• WHAT YOU SHOULD DO: The answer is every line of the records that holds the word "target", copied in full.

• Data entries:
----
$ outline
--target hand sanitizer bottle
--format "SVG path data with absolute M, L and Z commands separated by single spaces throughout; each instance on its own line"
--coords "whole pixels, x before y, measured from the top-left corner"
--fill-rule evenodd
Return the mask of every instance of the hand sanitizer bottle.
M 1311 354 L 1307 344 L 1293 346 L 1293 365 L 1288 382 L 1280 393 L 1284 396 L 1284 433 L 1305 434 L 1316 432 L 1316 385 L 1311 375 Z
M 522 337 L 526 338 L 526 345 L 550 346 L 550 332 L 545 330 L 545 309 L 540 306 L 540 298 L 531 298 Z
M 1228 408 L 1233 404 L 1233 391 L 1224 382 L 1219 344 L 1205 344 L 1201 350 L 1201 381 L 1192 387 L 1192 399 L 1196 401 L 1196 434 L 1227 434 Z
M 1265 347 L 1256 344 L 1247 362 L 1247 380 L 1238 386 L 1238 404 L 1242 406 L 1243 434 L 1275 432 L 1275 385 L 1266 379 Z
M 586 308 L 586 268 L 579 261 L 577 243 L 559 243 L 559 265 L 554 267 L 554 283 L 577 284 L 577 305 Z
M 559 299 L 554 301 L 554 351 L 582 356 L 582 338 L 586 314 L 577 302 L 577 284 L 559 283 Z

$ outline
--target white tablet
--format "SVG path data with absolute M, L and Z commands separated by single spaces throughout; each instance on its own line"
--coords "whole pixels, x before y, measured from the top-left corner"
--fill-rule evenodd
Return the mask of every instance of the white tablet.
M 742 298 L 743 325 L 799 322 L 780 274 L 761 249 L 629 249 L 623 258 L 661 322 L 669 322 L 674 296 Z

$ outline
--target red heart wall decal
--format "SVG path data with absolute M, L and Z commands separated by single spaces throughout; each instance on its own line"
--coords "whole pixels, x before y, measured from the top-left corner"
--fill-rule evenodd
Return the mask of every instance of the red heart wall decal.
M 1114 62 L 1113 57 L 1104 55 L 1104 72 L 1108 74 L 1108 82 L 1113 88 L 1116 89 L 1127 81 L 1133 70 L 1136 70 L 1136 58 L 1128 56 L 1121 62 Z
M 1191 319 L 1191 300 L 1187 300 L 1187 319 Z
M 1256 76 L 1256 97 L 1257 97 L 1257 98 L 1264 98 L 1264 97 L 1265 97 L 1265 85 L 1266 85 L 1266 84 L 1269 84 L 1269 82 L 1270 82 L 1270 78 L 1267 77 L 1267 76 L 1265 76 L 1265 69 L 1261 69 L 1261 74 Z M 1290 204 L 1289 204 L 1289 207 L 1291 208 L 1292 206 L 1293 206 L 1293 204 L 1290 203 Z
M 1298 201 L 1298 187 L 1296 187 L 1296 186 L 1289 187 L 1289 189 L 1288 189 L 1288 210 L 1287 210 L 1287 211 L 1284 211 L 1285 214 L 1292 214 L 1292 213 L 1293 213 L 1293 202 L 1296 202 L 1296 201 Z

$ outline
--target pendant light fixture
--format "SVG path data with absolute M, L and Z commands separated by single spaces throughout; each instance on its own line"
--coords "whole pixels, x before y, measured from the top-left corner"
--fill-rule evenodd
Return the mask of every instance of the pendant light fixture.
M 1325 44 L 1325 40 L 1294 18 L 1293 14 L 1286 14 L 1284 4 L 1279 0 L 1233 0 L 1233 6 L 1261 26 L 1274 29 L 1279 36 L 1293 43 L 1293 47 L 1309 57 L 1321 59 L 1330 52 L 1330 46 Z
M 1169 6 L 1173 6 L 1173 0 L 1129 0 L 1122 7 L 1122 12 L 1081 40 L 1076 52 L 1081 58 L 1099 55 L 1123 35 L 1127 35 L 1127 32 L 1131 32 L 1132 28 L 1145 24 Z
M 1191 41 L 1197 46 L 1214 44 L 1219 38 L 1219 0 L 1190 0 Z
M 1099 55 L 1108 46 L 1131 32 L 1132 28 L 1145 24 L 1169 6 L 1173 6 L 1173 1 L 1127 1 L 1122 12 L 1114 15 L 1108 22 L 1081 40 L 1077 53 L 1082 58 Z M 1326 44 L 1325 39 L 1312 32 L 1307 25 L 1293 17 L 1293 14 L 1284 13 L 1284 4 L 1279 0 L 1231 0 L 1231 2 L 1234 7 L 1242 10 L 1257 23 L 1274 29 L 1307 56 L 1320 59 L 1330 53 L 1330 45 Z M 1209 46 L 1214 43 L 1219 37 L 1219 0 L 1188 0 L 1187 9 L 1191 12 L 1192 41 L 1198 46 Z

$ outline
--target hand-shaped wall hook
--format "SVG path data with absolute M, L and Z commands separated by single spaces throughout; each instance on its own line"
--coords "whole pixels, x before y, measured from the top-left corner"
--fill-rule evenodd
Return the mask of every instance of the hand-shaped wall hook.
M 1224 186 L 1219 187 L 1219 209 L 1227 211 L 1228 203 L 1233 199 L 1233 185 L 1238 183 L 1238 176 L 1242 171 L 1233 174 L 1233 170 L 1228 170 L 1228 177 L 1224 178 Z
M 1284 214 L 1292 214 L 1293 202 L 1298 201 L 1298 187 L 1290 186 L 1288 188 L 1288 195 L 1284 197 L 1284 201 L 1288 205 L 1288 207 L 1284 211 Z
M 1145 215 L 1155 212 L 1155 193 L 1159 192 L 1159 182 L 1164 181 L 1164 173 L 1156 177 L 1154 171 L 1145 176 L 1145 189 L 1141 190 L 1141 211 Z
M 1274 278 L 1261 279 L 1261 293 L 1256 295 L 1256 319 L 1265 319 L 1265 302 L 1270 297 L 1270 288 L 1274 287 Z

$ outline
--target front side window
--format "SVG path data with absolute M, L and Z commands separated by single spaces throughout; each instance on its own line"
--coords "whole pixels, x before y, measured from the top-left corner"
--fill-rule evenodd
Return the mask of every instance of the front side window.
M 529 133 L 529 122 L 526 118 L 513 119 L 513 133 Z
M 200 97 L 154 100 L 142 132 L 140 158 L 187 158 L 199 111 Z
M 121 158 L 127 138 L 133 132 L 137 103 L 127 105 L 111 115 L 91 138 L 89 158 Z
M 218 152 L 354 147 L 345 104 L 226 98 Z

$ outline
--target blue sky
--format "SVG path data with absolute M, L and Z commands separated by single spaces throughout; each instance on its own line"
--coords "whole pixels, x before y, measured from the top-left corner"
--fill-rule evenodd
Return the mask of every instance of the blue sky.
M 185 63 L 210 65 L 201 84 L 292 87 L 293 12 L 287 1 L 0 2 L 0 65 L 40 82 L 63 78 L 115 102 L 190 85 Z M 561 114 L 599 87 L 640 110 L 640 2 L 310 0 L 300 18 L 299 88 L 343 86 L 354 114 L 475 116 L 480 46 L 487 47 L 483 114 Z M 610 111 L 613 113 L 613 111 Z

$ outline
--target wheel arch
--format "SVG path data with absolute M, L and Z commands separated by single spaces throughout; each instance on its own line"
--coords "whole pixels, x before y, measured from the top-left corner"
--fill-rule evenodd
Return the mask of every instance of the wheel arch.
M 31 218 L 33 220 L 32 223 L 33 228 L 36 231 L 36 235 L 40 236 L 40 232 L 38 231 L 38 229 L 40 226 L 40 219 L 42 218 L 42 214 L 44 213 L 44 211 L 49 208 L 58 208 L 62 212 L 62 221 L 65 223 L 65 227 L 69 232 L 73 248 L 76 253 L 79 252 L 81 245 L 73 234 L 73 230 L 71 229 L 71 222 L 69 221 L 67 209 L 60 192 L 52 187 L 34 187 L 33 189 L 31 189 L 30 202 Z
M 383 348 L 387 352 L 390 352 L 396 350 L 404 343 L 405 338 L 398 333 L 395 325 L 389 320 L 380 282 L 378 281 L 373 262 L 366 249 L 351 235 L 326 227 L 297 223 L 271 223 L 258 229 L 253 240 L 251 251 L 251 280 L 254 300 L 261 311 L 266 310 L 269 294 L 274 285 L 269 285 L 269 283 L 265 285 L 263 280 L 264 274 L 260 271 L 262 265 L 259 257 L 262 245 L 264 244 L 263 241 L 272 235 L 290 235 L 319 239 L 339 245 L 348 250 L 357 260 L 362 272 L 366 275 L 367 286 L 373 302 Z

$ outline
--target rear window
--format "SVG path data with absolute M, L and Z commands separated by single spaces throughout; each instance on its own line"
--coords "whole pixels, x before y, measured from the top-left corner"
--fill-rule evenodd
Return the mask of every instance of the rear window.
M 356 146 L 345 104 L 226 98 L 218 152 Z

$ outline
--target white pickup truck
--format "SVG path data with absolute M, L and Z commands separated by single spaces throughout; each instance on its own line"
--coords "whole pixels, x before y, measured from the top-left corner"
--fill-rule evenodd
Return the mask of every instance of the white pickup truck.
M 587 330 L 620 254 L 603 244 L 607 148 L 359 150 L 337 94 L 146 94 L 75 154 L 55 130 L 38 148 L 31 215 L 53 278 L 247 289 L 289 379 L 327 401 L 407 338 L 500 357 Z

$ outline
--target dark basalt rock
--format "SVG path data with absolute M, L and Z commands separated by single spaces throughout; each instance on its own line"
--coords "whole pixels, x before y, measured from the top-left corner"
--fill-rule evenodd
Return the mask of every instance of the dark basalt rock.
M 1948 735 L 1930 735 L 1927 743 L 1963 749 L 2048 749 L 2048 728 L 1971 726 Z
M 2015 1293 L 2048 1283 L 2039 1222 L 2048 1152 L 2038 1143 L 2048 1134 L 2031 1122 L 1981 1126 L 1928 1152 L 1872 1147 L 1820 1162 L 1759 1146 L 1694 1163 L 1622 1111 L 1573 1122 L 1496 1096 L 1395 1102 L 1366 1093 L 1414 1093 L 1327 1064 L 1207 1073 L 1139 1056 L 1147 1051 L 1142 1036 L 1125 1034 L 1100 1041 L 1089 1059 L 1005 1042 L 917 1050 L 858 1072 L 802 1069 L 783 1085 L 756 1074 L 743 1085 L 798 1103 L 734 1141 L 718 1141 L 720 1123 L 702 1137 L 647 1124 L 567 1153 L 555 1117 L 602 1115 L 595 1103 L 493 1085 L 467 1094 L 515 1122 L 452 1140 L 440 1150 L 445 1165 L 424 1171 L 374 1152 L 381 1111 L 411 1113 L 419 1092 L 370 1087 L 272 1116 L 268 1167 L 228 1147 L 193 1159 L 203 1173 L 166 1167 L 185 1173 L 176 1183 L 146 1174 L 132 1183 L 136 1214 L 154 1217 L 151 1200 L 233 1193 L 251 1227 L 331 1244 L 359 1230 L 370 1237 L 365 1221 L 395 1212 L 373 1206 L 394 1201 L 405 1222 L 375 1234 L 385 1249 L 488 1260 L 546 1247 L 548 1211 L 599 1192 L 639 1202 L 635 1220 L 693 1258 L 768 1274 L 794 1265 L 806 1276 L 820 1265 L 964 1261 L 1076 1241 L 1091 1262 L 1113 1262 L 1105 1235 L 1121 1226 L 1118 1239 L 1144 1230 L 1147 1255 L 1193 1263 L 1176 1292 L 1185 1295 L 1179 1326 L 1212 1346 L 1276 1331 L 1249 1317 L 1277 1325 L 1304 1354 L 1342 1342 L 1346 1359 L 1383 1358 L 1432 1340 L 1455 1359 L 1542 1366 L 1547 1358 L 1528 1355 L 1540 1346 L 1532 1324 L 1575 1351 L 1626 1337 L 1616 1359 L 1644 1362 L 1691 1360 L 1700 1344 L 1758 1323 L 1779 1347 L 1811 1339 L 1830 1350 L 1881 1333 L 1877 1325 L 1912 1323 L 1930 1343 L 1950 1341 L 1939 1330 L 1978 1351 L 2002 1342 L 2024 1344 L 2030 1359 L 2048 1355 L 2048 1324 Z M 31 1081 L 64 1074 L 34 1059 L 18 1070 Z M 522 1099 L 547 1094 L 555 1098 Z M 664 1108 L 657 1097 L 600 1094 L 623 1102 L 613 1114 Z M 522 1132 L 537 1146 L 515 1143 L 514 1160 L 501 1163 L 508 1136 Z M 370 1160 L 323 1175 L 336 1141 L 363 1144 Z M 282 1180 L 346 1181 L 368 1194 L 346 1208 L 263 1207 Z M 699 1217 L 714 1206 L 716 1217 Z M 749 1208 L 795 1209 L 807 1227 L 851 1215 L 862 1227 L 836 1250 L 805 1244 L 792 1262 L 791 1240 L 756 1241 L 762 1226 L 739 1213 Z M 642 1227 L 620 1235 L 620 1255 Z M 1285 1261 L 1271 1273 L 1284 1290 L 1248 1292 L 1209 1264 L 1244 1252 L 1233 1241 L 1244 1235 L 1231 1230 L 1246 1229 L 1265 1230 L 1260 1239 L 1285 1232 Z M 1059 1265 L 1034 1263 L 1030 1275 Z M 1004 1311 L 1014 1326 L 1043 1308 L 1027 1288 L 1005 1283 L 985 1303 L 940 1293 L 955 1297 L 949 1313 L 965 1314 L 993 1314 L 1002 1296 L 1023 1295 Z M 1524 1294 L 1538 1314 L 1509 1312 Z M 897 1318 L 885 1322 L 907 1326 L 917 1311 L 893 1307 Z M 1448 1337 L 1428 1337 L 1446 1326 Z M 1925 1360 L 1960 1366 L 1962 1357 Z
----
• OUTPUT FOR THIS TASK:
--target hand sanitizer bottle
--target white tablet
--target red heart wall decal
--target pendant light fixture
--target hand-shaped wall hook
--target front side window
--target blue sky
--target wheel arch
--target rear window
--target white pickup truck
--target dark basalt rock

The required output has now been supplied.